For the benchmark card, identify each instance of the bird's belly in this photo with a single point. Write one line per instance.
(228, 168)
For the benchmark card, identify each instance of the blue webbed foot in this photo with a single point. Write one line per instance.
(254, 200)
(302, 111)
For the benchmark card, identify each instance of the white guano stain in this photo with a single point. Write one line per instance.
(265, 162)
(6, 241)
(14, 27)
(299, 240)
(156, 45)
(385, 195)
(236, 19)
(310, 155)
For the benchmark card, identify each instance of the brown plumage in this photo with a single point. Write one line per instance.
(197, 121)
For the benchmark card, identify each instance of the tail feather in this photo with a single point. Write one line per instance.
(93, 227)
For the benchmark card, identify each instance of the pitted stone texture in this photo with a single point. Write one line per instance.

==

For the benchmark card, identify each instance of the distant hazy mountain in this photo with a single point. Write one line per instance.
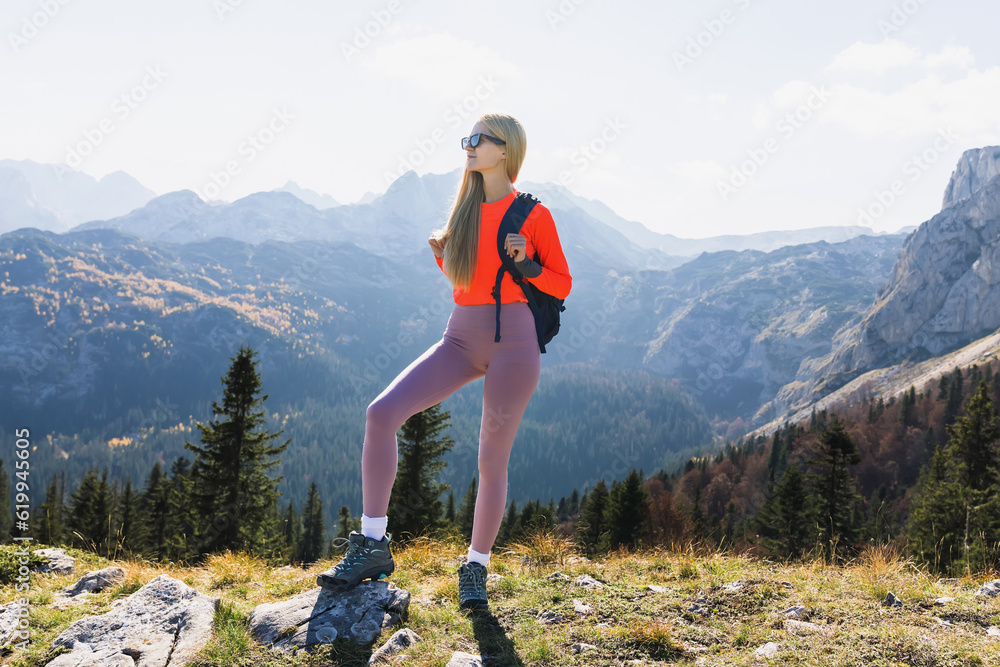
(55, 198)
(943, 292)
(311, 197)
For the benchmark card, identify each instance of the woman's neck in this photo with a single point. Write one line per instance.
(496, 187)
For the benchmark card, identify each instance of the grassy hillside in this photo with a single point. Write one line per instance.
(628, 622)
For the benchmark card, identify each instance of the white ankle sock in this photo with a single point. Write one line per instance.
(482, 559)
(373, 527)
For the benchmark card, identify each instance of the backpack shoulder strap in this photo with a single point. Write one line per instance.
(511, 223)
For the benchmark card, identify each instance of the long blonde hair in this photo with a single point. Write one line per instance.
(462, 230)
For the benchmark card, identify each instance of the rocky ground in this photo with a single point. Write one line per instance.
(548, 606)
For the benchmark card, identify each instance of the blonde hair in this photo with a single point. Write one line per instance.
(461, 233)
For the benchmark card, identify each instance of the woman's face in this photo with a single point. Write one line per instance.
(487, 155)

---

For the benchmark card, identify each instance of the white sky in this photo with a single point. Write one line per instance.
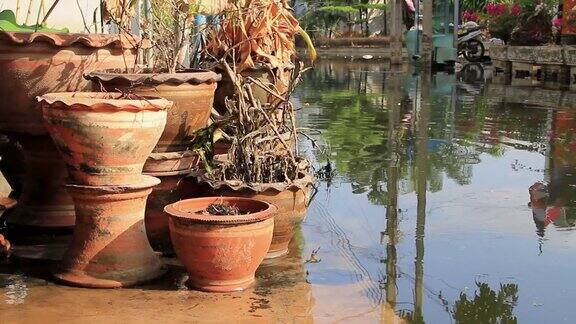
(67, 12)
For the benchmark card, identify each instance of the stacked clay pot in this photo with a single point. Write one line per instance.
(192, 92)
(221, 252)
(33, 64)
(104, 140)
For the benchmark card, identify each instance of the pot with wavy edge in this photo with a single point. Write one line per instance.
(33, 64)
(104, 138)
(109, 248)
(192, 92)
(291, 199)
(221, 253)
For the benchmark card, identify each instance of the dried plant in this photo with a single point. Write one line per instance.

Written instruction
Copy out, word for word, every row from the line containing "For the benchmark card, identify each instance of the bird's" through the line containing "For the benchmark card, identify each instance of the pitted", both ends included.

Result of this exercise
For the benchmark card, identify each instance of the bird's belly in this photo with a single point. Write one line per instance.
(228, 168)
For the benchmark card, identify each instance of the blue webbed foot in this photo with a single point. Write one line per instance.
(254, 200)
(302, 111)
For the benchmark card, identify each instance of the white guano stain in this photo with a single point. Write one line per instance.
(265, 162)
(6, 241)
(14, 27)
(299, 240)
(156, 45)
(385, 195)
(236, 19)
(310, 155)
For the benchmark card, identify each instance of the brown plumage in this photo with a single point. Write one line per instance.
(197, 121)
For the benchmark card, identify each instance of the tail feather in this photo with a single point. Write one line per instance.
(93, 227)
For the benchmark card, identify each instance of the pitted stone texture in this photo with a single point. Write one line per instance.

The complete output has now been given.